Entries follow. Give back exactly the lines starting at the one containing "Return one point per instance of the industrial" and ending at the one containing "Return one point per instance of the tall", and no other lines.

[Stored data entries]
=-=-=

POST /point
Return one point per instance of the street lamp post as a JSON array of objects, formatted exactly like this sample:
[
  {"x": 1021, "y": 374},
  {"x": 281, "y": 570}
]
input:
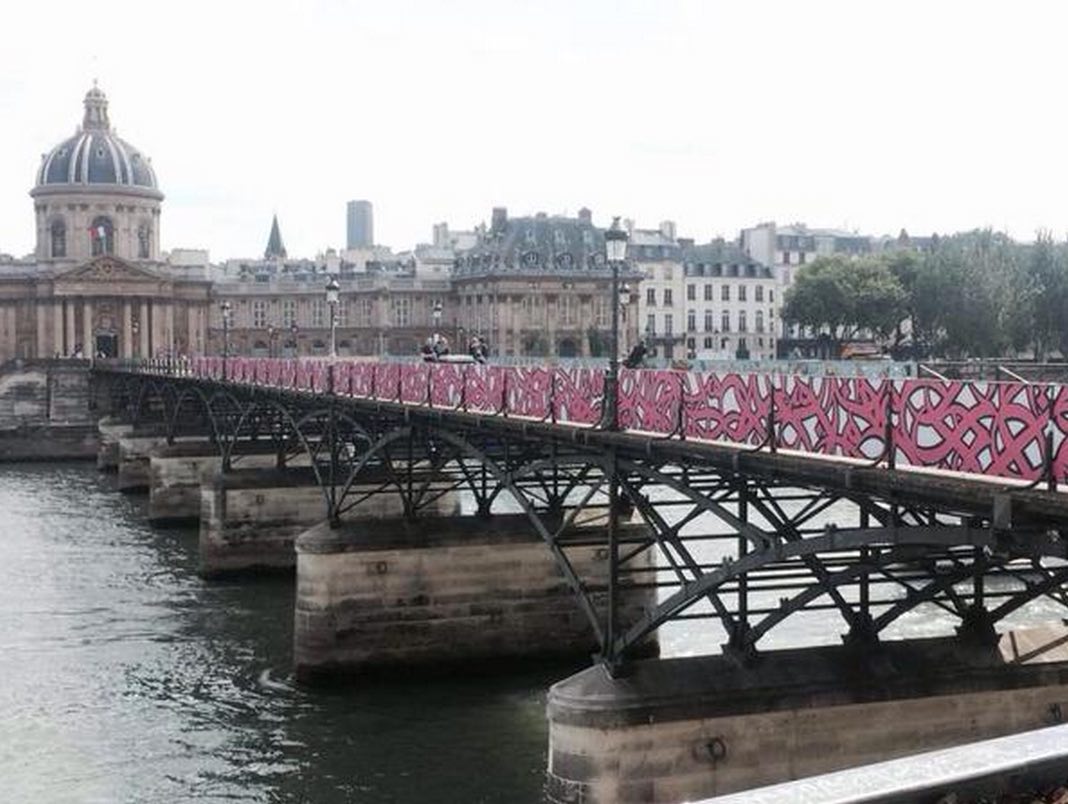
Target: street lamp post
[
  {"x": 436, "y": 314},
  {"x": 333, "y": 290},
  {"x": 615, "y": 248},
  {"x": 225, "y": 308}
]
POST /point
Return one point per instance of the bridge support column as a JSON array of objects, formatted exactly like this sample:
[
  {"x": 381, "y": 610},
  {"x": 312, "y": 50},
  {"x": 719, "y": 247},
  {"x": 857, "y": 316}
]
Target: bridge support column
[
  {"x": 441, "y": 592},
  {"x": 681, "y": 729},
  {"x": 251, "y": 518},
  {"x": 111, "y": 430},
  {"x": 135, "y": 450},
  {"x": 177, "y": 472}
]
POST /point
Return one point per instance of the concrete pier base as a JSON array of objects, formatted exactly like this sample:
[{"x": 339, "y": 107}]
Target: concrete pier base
[
  {"x": 250, "y": 518},
  {"x": 135, "y": 450},
  {"x": 177, "y": 472},
  {"x": 111, "y": 430},
  {"x": 685, "y": 729},
  {"x": 438, "y": 592}
]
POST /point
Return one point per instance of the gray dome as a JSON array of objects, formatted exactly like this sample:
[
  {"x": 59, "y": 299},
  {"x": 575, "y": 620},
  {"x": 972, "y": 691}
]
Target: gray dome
[{"x": 96, "y": 156}]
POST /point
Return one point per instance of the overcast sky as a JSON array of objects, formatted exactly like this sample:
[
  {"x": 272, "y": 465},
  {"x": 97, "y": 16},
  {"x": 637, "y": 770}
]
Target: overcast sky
[{"x": 869, "y": 115}]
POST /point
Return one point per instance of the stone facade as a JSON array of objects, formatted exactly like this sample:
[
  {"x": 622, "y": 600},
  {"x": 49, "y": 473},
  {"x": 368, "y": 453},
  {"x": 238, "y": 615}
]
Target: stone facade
[{"x": 96, "y": 283}]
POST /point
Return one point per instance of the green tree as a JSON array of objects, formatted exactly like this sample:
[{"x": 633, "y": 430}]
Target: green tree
[{"x": 845, "y": 298}]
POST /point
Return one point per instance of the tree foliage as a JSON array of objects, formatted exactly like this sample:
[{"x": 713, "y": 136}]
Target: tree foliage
[{"x": 975, "y": 294}]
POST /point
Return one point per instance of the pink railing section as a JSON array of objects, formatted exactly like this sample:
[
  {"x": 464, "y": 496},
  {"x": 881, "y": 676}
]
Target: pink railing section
[{"x": 1007, "y": 429}]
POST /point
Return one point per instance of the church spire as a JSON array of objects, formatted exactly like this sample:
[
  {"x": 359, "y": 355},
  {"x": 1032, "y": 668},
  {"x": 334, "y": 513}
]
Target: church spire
[
  {"x": 275, "y": 248},
  {"x": 96, "y": 110}
]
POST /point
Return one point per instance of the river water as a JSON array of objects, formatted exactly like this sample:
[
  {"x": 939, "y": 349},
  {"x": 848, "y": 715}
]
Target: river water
[{"x": 126, "y": 678}]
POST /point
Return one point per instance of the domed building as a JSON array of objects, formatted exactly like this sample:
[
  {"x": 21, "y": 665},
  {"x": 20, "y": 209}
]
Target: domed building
[{"x": 96, "y": 284}]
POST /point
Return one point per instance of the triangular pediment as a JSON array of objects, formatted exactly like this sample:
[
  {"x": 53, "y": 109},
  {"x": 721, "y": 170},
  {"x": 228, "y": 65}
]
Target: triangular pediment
[{"x": 108, "y": 268}]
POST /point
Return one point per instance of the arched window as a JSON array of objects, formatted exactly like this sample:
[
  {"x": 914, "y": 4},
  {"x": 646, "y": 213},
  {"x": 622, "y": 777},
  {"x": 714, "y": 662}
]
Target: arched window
[
  {"x": 58, "y": 238},
  {"x": 144, "y": 241},
  {"x": 101, "y": 236}
]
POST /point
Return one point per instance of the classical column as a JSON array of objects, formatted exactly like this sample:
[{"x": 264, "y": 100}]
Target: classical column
[
  {"x": 71, "y": 336},
  {"x": 169, "y": 328},
  {"x": 58, "y": 328},
  {"x": 6, "y": 342},
  {"x": 42, "y": 329},
  {"x": 143, "y": 328},
  {"x": 88, "y": 347},
  {"x": 127, "y": 346}
]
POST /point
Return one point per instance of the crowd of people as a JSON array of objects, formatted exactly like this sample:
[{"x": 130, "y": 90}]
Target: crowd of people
[{"x": 436, "y": 347}]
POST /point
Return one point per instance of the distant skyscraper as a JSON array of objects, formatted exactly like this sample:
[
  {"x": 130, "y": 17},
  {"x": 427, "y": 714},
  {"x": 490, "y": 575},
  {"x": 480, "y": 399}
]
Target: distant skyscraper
[{"x": 361, "y": 226}]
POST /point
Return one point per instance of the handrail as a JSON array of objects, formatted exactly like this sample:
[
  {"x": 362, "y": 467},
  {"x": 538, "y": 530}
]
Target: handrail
[{"x": 959, "y": 426}]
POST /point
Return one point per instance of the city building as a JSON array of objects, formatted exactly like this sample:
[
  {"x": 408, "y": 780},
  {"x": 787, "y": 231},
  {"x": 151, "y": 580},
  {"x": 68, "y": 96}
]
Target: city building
[
  {"x": 278, "y": 305},
  {"x": 359, "y": 225},
  {"x": 96, "y": 283},
  {"x": 709, "y": 302},
  {"x": 540, "y": 285}
]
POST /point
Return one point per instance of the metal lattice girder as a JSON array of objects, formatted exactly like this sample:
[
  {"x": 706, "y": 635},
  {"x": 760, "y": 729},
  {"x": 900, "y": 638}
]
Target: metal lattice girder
[{"x": 735, "y": 535}]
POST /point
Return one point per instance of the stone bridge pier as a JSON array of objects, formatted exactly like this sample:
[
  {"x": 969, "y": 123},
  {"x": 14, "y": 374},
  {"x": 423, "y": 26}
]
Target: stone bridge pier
[
  {"x": 441, "y": 592},
  {"x": 250, "y": 518}
]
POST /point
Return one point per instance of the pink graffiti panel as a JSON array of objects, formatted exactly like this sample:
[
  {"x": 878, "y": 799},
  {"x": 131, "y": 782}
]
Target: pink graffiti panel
[
  {"x": 833, "y": 415},
  {"x": 1008, "y": 429},
  {"x": 994, "y": 428},
  {"x": 578, "y": 396}
]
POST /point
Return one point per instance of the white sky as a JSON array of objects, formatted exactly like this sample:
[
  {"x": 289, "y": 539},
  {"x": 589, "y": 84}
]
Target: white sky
[{"x": 865, "y": 114}]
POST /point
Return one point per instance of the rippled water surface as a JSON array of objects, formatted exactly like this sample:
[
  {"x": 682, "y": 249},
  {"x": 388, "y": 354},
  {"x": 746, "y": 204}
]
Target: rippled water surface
[{"x": 126, "y": 678}]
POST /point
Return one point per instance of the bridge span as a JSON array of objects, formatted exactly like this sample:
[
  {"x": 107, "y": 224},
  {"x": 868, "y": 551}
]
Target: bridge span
[{"x": 741, "y": 500}]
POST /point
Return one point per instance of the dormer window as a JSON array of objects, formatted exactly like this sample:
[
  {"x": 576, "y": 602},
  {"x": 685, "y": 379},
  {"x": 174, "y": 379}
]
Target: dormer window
[{"x": 58, "y": 239}]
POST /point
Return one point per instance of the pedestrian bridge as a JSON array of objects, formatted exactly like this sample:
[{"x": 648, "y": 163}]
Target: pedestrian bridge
[{"x": 732, "y": 504}]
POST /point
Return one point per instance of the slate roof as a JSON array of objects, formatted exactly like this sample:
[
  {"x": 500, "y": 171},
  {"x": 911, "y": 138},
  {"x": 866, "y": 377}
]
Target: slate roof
[{"x": 95, "y": 155}]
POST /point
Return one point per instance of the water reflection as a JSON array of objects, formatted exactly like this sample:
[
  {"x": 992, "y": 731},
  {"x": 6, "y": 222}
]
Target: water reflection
[{"x": 127, "y": 679}]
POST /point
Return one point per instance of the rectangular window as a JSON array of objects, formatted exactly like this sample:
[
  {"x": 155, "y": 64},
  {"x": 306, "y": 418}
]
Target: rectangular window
[
  {"x": 600, "y": 312},
  {"x": 288, "y": 312},
  {"x": 401, "y": 309},
  {"x": 567, "y": 309}
]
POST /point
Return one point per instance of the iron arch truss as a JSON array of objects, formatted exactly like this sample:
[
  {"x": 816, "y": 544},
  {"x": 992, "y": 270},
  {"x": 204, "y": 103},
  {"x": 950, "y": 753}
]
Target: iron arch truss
[{"x": 744, "y": 537}]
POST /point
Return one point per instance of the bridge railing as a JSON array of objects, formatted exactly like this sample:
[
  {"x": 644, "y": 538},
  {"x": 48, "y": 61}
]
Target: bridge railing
[{"x": 1009, "y": 429}]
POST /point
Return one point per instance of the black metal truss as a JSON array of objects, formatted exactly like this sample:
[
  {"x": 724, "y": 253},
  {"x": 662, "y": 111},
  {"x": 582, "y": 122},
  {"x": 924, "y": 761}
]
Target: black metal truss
[{"x": 739, "y": 545}]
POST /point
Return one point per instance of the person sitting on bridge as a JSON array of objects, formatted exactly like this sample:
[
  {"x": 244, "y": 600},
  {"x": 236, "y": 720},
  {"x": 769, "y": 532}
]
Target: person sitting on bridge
[
  {"x": 477, "y": 349},
  {"x": 427, "y": 351},
  {"x": 637, "y": 357}
]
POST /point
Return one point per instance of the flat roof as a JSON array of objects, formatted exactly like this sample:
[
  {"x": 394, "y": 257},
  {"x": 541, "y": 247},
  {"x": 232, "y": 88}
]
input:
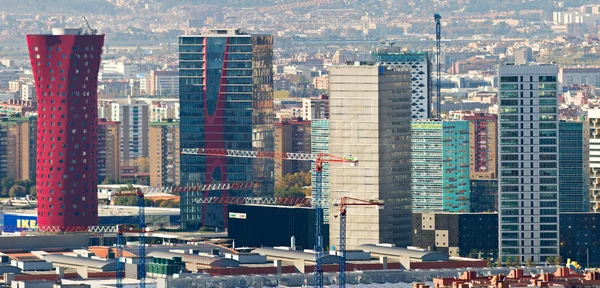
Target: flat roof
[
  {"x": 404, "y": 252},
  {"x": 295, "y": 254}
]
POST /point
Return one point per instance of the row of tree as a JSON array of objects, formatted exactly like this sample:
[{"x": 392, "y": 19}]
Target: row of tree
[{"x": 20, "y": 188}]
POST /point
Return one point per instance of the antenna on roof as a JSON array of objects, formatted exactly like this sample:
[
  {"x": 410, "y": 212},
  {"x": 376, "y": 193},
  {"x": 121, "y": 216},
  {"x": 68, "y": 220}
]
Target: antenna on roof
[{"x": 89, "y": 30}]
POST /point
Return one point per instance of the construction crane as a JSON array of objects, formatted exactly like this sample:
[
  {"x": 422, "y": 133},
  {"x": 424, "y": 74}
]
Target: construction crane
[
  {"x": 438, "y": 38},
  {"x": 344, "y": 203},
  {"x": 319, "y": 159},
  {"x": 141, "y": 201}
]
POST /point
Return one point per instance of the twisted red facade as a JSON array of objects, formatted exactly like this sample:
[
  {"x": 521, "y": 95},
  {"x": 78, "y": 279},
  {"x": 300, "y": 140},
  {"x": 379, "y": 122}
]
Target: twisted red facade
[{"x": 65, "y": 70}]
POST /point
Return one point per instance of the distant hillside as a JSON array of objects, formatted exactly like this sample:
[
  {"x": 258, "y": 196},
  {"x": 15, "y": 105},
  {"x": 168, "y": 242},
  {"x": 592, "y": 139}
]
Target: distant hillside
[{"x": 57, "y": 6}]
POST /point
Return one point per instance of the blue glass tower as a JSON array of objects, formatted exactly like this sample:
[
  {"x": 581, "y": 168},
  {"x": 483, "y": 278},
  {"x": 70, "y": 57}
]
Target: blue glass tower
[{"x": 226, "y": 99}]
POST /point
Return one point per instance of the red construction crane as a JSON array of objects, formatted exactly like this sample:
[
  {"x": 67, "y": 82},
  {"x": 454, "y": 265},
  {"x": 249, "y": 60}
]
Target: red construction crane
[
  {"x": 319, "y": 159},
  {"x": 344, "y": 203}
]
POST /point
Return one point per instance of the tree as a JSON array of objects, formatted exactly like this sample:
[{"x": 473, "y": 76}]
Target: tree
[
  {"x": 529, "y": 262},
  {"x": 557, "y": 260},
  {"x": 143, "y": 164},
  {"x": 16, "y": 191}
]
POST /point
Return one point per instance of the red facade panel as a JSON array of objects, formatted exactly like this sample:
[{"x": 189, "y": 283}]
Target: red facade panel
[{"x": 65, "y": 70}]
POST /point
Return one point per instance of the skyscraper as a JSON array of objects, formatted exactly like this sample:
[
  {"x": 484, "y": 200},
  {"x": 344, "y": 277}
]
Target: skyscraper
[
  {"x": 164, "y": 153},
  {"x": 594, "y": 122},
  {"x": 65, "y": 69},
  {"x": 370, "y": 119},
  {"x": 573, "y": 156},
  {"x": 294, "y": 137},
  {"x": 440, "y": 166},
  {"x": 529, "y": 173},
  {"x": 226, "y": 99},
  {"x": 420, "y": 68}
]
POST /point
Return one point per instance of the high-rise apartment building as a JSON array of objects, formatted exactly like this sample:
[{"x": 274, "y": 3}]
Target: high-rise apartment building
[
  {"x": 440, "y": 166},
  {"x": 226, "y": 100},
  {"x": 529, "y": 166},
  {"x": 134, "y": 118},
  {"x": 574, "y": 167},
  {"x": 18, "y": 148},
  {"x": 164, "y": 83},
  {"x": 483, "y": 138},
  {"x": 164, "y": 154},
  {"x": 319, "y": 143},
  {"x": 65, "y": 68},
  {"x": 420, "y": 68},
  {"x": 594, "y": 142},
  {"x": 109, "y": 150},
  {"x": 315, "y": 108},
  {"x": 370, "y": 119},
  {"x": 292, "y": 137}
]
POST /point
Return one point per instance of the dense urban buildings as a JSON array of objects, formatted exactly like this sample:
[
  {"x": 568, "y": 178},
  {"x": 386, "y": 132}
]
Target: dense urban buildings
[
  {"x": 291, "y": 137},
  {"x": 594, "y": 159},
  {"x": 370, "y": 119},
  {"x": 18, "y": 148},
  {"x": 65, "y": 68},
  {"x": 315, "y": 108},
  {"x": 573, "y": 165},
  {"x": 226, "y": 99},
  {"x": 529, "y": 172},
  {"x": 440, "y": 166},
  {"x": 419, "y": 65},
  {"x": 134, "y": 118},
  {"x": 319, "y": 143},
  {"x": 109, "y": 151},
  {"x": 164, "y": 153}
]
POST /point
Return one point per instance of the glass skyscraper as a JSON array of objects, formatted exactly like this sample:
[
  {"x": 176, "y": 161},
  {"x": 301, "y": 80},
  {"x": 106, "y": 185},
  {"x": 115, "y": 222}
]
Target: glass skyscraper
[
  {"x": 440, "y": 166},
  {"x": 529, "y": 172},
  {"x": 226, "y": 99},
  {"x": 573, "y": 155}
]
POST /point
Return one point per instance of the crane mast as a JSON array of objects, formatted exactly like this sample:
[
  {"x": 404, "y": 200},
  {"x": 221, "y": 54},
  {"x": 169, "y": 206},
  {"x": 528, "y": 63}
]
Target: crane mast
[{"x": 438, "y": 39}]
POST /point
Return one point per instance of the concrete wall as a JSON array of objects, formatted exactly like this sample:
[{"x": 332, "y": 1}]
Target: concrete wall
[{"x": 41, "y": 242}]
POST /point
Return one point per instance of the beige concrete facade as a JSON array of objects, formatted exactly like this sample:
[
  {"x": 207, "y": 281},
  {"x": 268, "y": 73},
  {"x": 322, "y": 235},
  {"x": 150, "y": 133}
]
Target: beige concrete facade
[
  {"x": 164, "y": 154},
  {"x": 19, "y": 145},
  {"x": 109, "y": 151},
  {"x": 370, "y": 119}
]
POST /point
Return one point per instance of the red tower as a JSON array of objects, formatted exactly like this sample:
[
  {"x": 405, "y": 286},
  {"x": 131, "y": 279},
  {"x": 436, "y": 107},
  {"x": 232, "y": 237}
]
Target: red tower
[{"x": 65, "y": 69}]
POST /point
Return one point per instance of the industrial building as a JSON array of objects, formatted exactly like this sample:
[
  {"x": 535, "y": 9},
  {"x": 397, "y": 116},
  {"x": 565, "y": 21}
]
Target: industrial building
[{"x": 65, "y": 68}]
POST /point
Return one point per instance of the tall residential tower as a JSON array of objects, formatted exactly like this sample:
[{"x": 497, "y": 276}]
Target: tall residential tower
[
  {"x": 370, "y": 119},
  {"x": 226, "y": 99},
  {"x": 529, "y": 172},
  {"x": 65, "y": 68}
]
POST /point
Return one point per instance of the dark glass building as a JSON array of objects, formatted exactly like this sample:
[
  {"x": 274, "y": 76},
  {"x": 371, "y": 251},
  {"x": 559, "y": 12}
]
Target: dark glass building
[
  {"x": 65, "y": 69},
  {"x": 226, "y": 98},
  {"x": 254, "y": 226}
]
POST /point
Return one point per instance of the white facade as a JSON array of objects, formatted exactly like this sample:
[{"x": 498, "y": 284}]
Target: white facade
[
  {"x": 579, "y": 75},
  {"x": 370, "y": 120},
  {"x": 594, "y": 119},
  {"x": 529, "y": 173},
  {"x": 117, "y": 71},
  {"x": 313, "y": 109},
  {"x": 134, "y": 118}
]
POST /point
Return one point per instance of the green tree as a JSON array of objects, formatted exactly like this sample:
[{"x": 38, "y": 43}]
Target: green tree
[
  {"x": 557, "y": 260},
  {"x": 17, "y": 191},
  {"x": 529, "y": 262}
]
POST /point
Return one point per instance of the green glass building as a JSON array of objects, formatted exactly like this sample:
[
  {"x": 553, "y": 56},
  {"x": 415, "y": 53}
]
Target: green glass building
[{"x": 440, "y": 166}]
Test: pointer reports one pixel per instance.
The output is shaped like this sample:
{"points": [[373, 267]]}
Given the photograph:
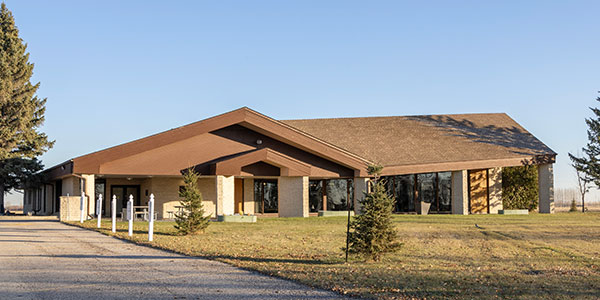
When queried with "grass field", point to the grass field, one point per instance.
{"points": [[444, 256]]}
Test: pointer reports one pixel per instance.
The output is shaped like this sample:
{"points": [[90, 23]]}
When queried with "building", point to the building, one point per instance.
{"points": [[253, 164]]}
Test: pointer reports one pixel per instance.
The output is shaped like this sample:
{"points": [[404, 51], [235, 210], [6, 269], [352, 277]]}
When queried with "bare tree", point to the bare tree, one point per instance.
{"points": [[583, 182]]}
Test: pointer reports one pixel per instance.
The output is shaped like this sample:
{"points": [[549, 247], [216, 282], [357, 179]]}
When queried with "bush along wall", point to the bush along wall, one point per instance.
{"points": [[520, 187]]}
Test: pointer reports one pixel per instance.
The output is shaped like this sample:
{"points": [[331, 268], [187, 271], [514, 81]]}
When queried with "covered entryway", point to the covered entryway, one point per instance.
{"points": [[122, 193]]}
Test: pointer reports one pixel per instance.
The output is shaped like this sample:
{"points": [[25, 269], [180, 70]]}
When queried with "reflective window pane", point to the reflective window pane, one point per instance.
{"points": [[445, 191], [265, 196], [315, 195], [404, 191], [337, 194], [426, 187]]}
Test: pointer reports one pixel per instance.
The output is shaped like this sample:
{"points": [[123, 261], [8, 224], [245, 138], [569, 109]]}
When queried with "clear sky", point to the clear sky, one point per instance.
{"points": [[115, 71]]}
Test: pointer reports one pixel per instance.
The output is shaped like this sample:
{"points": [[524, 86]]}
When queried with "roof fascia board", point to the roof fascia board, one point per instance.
{"points": [[299, 139], [288, 165], [467, 165], [91, 163]]}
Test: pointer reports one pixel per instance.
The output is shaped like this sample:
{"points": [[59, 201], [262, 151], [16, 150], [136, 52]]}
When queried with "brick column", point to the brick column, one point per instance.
{"points": [[460, 192], [225, 195], [249, 196], [546, 188], [293, 196], [495, 189], [361, 185]]}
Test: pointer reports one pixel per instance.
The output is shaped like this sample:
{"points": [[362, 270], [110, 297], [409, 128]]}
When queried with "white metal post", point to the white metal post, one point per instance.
{"points": [[81, 207], [68, 202], [114, 213], [151, 218], [99, 209], [130, 214]]}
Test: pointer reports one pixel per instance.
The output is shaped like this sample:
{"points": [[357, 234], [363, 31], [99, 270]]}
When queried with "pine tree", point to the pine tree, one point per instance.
{"points": [[21, 111], [587, 165], [372, 232], [192, 219]]}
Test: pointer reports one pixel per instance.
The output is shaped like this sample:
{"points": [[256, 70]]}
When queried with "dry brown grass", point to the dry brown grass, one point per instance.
{"points": [[517, 257]]}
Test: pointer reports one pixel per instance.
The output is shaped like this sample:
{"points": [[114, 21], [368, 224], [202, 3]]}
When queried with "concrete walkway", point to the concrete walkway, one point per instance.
{"points": [[41, 258]]}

=-=-=

Solution for this task:
Return one point per instance of the industrial building as a JSON array of objects, formatted exactly like this sample:
[
  {"x": 535, "y": 9},
  {"x": 397, "y": 116},
  {"x": 565, "y": 21}
]
Target: industrial building
[{"x": 65, "y": 68}]
POST /point
Return one point per instance of the tall residential tower as a JSON array of objects, formatted exactly like this sample:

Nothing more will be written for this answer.